__Goal of the exercise__
Copy out each line below in which the string "provided" appears.

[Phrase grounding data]
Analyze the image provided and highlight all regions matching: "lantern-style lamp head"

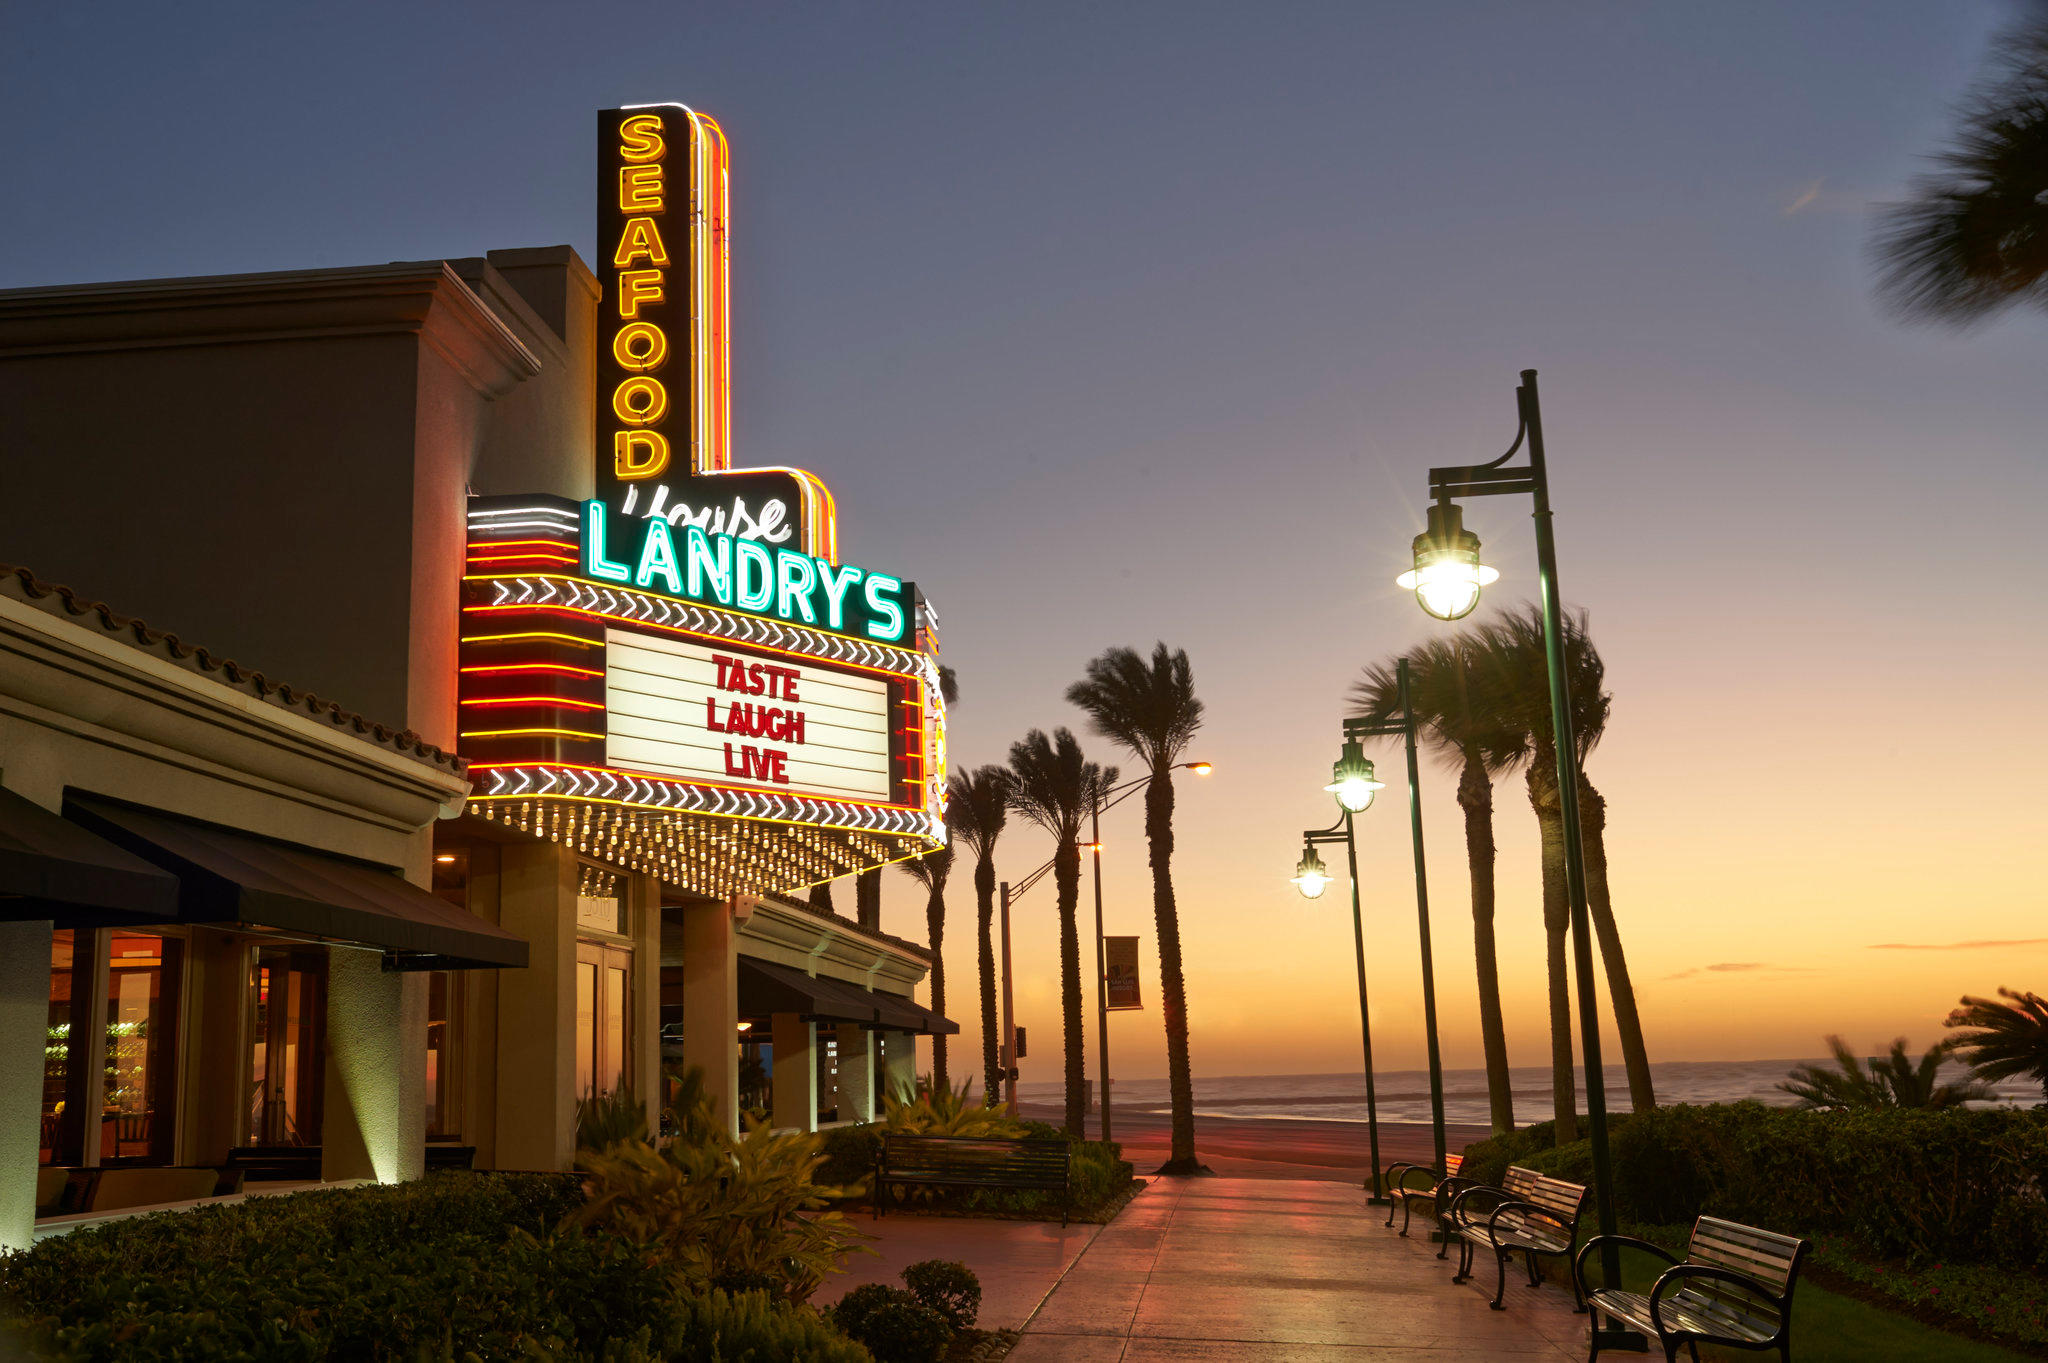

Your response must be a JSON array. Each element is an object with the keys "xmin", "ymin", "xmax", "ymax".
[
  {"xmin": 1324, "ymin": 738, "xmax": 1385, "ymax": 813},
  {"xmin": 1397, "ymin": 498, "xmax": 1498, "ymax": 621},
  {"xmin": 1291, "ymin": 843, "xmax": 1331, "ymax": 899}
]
==
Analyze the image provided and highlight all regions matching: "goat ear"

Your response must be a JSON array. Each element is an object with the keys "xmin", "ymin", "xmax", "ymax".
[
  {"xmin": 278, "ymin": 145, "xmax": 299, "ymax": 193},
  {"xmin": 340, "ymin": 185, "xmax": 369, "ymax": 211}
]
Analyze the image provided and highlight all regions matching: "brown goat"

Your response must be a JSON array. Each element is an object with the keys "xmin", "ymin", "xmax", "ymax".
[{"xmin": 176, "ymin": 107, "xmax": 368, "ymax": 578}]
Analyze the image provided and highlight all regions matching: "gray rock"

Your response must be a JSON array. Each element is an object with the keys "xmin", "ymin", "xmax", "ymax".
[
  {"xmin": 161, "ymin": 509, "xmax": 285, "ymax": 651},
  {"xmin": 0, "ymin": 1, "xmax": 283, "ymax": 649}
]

__Result for this task__
Analyze the image provided and highlight all regions matching: "lantern-style lamp head"
Analyze the image provided and highlight all regions matching: "goat ear"
Analyze the image provided and highlight all regions matching: "brown goat"
Analyze the image provided and highlight all regions matching: "gray rock"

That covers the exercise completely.